PASSAGE SHOWN
*****
Ali Salman stands at a wooden podium in front of an Alberta Innovates backdrop that reads "Alberta Scaleup and Growth Accelerator Program: Together."

Edmonton startup credits Scaleup GAP for glow up


By Colin Gallant

An Edmonton startup that helps immigrants navigate the settlement process in Canada credits a suite of accelerators brought to the province by Alberta Innovates for helping it get traction.

Lawtiq began as a "marketplace for lawyers like Expedia" before it joined Alberta Catalyzer, one of five programs created under the Alberta Scaleup and Growth Accelerators Program. After participating in the pre-accelerator, Lawtiq became an AI-powered "immigration and settlement platform providing services to newcomers in Canada," co-founder and CEO Ali Salman told Taproot.

"Because of Alberta Catalyzer, we hired our first employee," he said at a July 25 event highlighting the accomplishments of the program known as Scaleup GAP. "We pivoted to immigration and settlement, and that's exploded for us."
*****
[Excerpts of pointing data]
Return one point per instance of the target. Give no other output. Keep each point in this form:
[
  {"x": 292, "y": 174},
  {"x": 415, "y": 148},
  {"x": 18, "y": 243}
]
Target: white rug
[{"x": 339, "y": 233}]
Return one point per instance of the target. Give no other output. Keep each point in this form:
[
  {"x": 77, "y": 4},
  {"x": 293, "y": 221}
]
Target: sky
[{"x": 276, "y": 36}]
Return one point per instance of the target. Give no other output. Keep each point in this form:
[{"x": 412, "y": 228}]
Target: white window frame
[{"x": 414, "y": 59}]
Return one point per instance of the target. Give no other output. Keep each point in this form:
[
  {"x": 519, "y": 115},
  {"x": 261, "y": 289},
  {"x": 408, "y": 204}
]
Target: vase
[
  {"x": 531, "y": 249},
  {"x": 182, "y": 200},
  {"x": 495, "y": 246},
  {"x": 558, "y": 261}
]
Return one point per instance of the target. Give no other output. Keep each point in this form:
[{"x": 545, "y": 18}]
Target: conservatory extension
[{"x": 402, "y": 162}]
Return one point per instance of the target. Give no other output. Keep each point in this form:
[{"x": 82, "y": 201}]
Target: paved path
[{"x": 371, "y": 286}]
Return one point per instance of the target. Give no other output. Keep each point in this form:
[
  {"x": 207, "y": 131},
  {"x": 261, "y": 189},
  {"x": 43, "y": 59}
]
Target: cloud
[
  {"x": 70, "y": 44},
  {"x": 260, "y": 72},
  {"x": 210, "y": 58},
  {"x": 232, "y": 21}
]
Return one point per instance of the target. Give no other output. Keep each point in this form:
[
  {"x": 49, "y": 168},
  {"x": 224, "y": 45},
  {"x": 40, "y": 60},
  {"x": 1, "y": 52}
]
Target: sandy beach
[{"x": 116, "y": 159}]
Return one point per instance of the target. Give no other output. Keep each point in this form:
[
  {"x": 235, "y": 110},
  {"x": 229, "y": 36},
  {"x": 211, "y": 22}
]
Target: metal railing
*****
REQUIRED TASKS
**A.** In the article about the Edmonton startup, what did Ali Salman say Alberta Catalyzer allowed Lawtiq to do for the first time?
**B.** Pick up the article about the Edmonton startup after its last paragraph and keep writing it.

THE RESPONSES
**A.** Hire its first employee.

**B.**
Salman's Lawtiq is one of 234 Alberta companies that have benefited from Scaleup GAP since it began in earnest 15 months ago with the creation of Alberta Catalyzer and the introduction of four accelerators: Alberta Accelerator by 500, which is run by 500 Global; Plug and Play Alberta, which is run by Plug and Play Tech Center; the TELUS Community Safety and Wellness Accelerator, powered by Alchemist; and the SVG | Thrive Canada Accelerator, run by SVG Ventures.

"Our target was 100 companies that we would help during that first year," Alberta Innovates CEO Laura Kilcrease told reporters. "I'm pleased to say we knocked the ball out of the ballpark."

Alberta companies participating in Scaleup GAP have raised $147.5 million in investment, created 118 jobs, and grown revenue by $12.4 million, Alberta Innovates says. The province has invested $35 million over three years in the program.

Aside from Lawtiq's first hire and pivot, Salman credits the program with his company's first customer transaction. He also says it directly led to growth that includes seven hires in the past six months and 30 to 40 more to come.

"One of the things I would emphasize is the conversations with the mentors," Salman said. "These mentors are someone that you cannot access. These are all successful business people. They are the ones who have made it."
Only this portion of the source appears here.